#### [Written task 1]
Count how many lines of the records contain the word "antenna". Give only the number.

#### [Given passage]
:::

- Interactive map of Pomfret Manor Cemetery

Details
- Established: 1870
- Location: 900 Packer Street, Sunbury, Pennsylvania
- Country: United States
- Coordinates: 40°52′08″N 76°46′48″W﻿ / ﻿40.8689°N 76.7799°W
- Find a Grave: Pomfret Manor Cemetery

= Pomfret Manor Cemetery =

Sunbury, Pennsylvania cemetery

Pomfret Manor Cemetery is a cemetery located in Sunbury, Pennsylvania. Former members of the United States Congress and U.S. Medal of Honor winners are among the notable interments here.

==History==
Incorporated as the Mt. Pleasant Cemetery Company on August 4, 1870, this cemetery was officially organized on August 22 of that same year. At that time, the following individuals were appointed as the cemetery's first executive officers: Alexander Jordan, president; J. A. Cake, treasurer; and Lloyd T. Rohrbach, secretary. Other members of the organization's first board of directors were: Rev. George J. Brensinger, Rev. Gideon J. Burton, Rev. W. W. Evans, Rev. George W. Hemperley, Rev. Samuel K. Milliken, and William M. Rockefeller. On June 9, 1873, the cemetery's name was officially changed to Pomfret Manor Cemetery. Nearly two decades later, historian Charles Herbert Bell provided these further details:

The grounds comprise twenty acres, situated within the borough limits of East Sunbury at a considerable elevation above the river. Five acres were improved and adapted to cemetery purposes, and, although some interments were made, the project was for some years practically abandoned. A reorganization of the company was effected August 1, 1890, with the following officers: president, George B. Reimensnyder; secretary and treasurer, W. H. Druckemiller; directors: Rev. George Parson, George B. Reimensnyder, J. H. Alleman, Rev. W. E. Parson, and Ira Shipman. Under the new management, the cemetery promises to become one of the most attractive places of interment in the county.

:::

#### [Supplied material]
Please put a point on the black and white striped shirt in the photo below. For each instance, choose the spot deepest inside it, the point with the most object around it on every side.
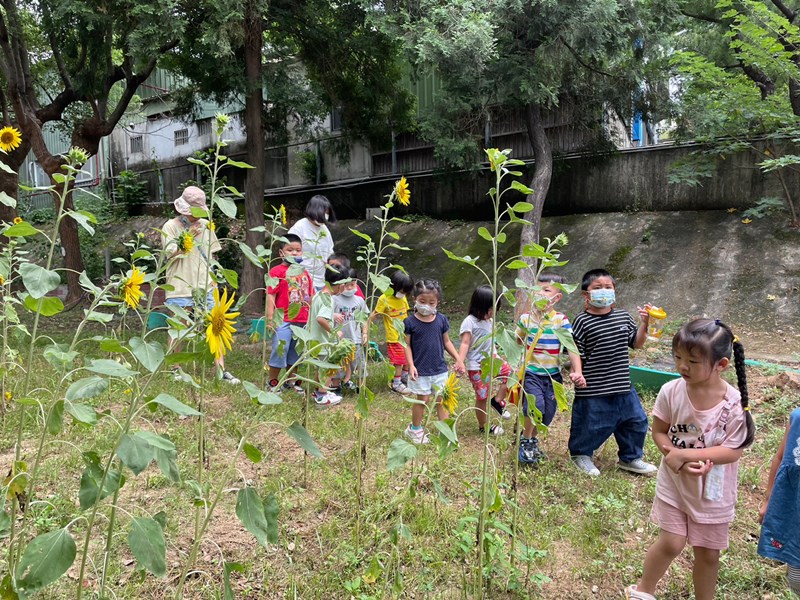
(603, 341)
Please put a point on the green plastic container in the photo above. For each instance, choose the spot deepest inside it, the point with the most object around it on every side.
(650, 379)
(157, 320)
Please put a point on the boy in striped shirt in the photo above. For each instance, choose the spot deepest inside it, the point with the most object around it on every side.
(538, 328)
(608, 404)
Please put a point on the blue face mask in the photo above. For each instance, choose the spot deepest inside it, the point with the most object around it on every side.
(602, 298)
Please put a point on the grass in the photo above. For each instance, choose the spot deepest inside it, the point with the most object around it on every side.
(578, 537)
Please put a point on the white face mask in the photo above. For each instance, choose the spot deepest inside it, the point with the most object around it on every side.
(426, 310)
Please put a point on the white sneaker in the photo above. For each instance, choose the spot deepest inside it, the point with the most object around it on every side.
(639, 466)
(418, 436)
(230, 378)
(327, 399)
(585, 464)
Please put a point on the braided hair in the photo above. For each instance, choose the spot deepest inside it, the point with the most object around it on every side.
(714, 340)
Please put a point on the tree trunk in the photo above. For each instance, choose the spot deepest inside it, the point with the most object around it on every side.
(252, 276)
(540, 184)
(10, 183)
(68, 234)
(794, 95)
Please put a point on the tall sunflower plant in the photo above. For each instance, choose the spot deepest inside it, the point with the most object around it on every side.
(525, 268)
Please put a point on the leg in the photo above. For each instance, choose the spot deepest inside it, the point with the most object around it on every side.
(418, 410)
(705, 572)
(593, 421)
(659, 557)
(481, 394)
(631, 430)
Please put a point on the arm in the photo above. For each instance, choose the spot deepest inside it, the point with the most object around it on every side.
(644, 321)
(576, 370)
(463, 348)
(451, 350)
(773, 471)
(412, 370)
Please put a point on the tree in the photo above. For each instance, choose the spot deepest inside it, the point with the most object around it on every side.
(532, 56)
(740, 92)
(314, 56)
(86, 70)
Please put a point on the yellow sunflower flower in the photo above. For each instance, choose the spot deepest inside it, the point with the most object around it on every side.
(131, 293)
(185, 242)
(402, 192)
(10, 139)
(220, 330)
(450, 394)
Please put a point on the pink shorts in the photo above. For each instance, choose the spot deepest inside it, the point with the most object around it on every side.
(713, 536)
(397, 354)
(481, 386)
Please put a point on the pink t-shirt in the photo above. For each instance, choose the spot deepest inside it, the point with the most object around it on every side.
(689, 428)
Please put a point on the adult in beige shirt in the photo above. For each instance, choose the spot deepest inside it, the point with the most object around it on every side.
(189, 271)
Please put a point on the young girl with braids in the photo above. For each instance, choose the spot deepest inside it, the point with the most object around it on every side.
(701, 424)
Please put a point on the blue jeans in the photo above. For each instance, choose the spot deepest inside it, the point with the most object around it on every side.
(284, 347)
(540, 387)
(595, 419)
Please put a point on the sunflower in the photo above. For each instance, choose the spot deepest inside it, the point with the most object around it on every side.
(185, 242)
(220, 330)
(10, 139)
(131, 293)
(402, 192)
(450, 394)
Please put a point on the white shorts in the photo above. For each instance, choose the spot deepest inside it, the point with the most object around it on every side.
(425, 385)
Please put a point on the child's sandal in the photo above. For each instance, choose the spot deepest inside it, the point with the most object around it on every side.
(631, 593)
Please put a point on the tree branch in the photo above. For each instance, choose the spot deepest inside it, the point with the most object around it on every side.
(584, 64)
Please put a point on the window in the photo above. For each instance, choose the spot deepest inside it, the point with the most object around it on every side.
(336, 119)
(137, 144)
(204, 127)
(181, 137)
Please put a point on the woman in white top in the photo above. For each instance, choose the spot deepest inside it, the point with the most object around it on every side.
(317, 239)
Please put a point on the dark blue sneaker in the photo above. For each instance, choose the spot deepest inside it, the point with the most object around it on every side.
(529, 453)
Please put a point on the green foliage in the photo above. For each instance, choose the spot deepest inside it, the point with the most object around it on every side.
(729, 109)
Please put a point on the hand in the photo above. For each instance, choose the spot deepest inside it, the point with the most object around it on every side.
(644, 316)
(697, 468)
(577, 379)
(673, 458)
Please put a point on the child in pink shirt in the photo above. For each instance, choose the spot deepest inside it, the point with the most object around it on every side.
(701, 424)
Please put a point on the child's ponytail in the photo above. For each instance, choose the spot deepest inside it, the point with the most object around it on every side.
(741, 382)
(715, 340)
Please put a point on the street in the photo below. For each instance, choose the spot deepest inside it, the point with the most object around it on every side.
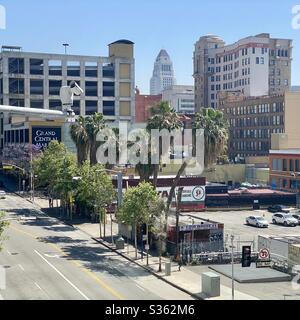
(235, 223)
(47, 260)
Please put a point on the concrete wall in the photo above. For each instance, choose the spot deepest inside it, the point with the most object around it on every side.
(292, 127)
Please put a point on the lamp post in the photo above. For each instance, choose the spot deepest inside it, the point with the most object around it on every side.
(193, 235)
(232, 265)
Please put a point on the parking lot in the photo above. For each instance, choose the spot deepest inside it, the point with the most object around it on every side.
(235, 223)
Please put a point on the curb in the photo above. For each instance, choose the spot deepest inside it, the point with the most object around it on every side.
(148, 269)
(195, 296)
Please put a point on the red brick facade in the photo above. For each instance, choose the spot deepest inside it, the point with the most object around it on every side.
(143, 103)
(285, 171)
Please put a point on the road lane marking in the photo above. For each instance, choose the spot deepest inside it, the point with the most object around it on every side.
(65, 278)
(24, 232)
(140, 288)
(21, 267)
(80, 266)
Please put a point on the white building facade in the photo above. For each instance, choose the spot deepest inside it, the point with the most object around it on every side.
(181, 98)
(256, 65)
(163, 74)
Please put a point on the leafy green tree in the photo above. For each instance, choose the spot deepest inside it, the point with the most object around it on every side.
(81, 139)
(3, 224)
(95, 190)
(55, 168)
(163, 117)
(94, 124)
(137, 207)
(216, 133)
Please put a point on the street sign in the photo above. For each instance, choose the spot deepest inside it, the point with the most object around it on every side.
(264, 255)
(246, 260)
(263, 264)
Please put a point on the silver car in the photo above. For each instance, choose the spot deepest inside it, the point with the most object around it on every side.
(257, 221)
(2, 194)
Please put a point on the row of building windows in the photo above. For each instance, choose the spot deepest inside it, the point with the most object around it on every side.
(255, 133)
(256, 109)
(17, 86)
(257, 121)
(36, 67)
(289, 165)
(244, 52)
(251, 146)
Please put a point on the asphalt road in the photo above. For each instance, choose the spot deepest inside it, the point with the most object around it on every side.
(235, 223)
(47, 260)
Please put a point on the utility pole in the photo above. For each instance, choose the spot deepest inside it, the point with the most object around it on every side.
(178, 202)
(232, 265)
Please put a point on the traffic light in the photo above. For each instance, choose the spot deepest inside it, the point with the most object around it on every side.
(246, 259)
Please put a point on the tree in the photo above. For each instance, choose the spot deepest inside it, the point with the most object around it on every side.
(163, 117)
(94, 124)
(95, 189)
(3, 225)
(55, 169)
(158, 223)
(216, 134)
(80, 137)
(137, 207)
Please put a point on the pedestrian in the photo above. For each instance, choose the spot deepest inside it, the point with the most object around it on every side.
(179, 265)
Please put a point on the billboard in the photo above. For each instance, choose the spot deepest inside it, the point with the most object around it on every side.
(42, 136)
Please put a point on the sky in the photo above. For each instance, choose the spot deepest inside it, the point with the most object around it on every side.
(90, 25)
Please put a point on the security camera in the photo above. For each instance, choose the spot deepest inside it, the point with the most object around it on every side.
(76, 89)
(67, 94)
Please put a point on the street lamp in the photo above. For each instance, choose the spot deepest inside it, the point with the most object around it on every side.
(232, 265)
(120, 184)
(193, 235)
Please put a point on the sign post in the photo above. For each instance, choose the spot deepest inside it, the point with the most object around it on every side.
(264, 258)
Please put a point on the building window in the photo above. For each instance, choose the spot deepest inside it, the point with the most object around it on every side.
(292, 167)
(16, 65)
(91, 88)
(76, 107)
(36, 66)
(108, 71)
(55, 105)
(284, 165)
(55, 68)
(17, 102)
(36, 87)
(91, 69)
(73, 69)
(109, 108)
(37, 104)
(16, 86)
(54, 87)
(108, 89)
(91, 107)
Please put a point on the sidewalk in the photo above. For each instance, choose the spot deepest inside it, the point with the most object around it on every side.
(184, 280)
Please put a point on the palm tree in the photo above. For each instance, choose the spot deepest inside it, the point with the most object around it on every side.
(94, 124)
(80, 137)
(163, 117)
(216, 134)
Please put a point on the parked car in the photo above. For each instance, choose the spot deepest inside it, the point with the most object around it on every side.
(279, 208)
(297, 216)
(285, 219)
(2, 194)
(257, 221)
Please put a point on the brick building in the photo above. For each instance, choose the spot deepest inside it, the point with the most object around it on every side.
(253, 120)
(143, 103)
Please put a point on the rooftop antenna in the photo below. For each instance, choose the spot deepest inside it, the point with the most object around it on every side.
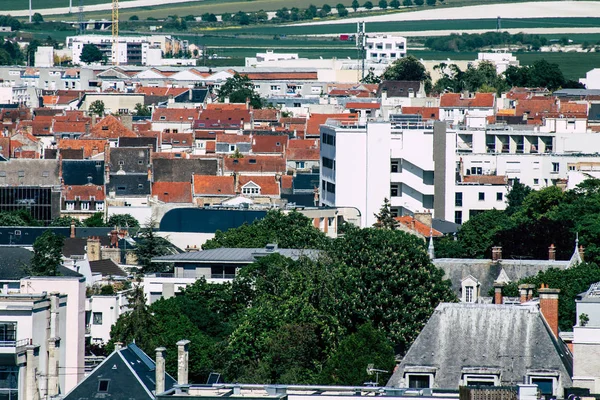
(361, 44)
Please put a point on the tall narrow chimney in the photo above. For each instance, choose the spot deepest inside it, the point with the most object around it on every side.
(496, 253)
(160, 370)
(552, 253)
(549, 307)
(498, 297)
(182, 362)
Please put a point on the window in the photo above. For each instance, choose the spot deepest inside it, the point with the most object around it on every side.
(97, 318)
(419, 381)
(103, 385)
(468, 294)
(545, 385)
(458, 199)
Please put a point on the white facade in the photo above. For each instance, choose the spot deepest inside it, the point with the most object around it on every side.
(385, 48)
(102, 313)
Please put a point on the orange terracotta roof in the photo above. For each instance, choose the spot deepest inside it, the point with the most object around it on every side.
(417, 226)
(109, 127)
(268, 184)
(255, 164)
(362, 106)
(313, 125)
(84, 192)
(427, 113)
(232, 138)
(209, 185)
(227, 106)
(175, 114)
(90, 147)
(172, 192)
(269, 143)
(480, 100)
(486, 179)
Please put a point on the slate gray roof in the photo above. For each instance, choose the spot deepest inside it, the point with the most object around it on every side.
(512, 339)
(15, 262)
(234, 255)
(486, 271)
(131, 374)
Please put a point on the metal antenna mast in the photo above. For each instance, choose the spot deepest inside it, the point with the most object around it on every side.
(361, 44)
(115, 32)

:::

#### [Written task 2]
According to the cemetery history, on what date was the cemetery's name officially changed to Pomfret Manor Cemetery?

#### [Worked solution 1]
2

#### [Worked solution 2]
June 9, 1873